___ Listed entries ___

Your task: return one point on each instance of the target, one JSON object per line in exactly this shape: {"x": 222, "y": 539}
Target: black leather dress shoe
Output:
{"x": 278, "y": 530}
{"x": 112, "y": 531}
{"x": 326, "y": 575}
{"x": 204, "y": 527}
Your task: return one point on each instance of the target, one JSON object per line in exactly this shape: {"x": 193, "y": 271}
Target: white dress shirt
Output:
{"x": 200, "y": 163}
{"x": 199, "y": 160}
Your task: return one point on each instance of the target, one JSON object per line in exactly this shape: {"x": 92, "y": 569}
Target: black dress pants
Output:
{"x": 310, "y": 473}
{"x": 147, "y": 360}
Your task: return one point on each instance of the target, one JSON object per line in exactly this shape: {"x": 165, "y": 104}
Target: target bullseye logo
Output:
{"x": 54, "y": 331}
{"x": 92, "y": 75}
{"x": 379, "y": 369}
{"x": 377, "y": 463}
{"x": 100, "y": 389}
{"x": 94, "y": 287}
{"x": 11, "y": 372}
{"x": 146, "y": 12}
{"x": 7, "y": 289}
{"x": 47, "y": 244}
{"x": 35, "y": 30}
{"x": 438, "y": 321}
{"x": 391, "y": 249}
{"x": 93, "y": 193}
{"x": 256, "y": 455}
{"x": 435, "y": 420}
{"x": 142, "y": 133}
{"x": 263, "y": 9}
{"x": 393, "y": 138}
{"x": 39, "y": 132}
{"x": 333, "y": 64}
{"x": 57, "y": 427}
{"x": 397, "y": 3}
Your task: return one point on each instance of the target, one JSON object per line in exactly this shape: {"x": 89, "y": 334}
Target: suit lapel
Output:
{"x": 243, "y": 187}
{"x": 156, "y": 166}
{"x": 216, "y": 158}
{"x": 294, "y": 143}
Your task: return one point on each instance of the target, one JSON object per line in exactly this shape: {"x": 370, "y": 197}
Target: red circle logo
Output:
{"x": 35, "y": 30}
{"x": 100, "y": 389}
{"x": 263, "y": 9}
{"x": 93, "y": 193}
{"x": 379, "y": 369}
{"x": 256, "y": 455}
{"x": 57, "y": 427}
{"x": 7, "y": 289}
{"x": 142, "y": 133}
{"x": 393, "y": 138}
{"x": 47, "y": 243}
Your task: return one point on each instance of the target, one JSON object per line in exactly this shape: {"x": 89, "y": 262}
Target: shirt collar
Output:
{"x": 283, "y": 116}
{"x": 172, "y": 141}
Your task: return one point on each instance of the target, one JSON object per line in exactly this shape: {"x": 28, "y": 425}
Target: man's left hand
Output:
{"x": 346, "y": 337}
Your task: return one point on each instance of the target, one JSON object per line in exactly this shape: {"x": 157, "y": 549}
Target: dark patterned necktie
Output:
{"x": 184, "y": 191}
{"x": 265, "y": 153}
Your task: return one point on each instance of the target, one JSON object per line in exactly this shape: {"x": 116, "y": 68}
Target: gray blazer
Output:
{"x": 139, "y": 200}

___

> Your task:
Using only the entries above, output the line with "Target: black dress pants", the line with "Target: red circle logo", and all lines between them, exactly as they stand.

> Response to this exercise:
Target: black dress pants
Output:
{"x": 310, "y": 473}
{"x": 147, "y": 360}
Your task: return one point on each instance of the target, one JSON object per line in exactly this shape: {"x": 165, "y": 104}
Target: target bullseye logo
Output:
{"x": 54, "y": 331}
{"x": 92, "y": 75}
{"x": 379, "y": 369}
{"x": 377, "y": 463}
{"x": 100, "y": 389}
{"x": 94, "y": 287}
{"x": 11, "y": 372}
{"x": 146, "y": 12}
{"x": 7, "y": 289}
{"x": 47, "y": 244}
{"x": 35, "y": 30}
{"x": 438, "y": 321}
{"x": 391, "y": 249}
{"x": 93, "y": 193}
{"x": 256, "y": 455}
{"x": 435, "y": 420}
{"x": 142, "y": 133}
{"x": 263, "y": 9}
{"x": 393, "y": 138}
{"x": 39, "y": 132}
{"x": 333, "y": 64}
{"x": 57, "y": 427}
{"x": 397, "y": 3}
Your task: return one point on each instance of the target, one JSON object per line in exactly this shape: {"x": 89, "y": 334}
Target: suit lapel
Output:
{"x": 243, "y": 187}
{"x": 156, "y": 166}
{"x": 216, "y": 158}
{"x": 294, "y": 143}
Your task: return one point on each instance of the target, one JSON object per line in exactly this shape: {"x": 370, "y": 197}
Target: red circle logo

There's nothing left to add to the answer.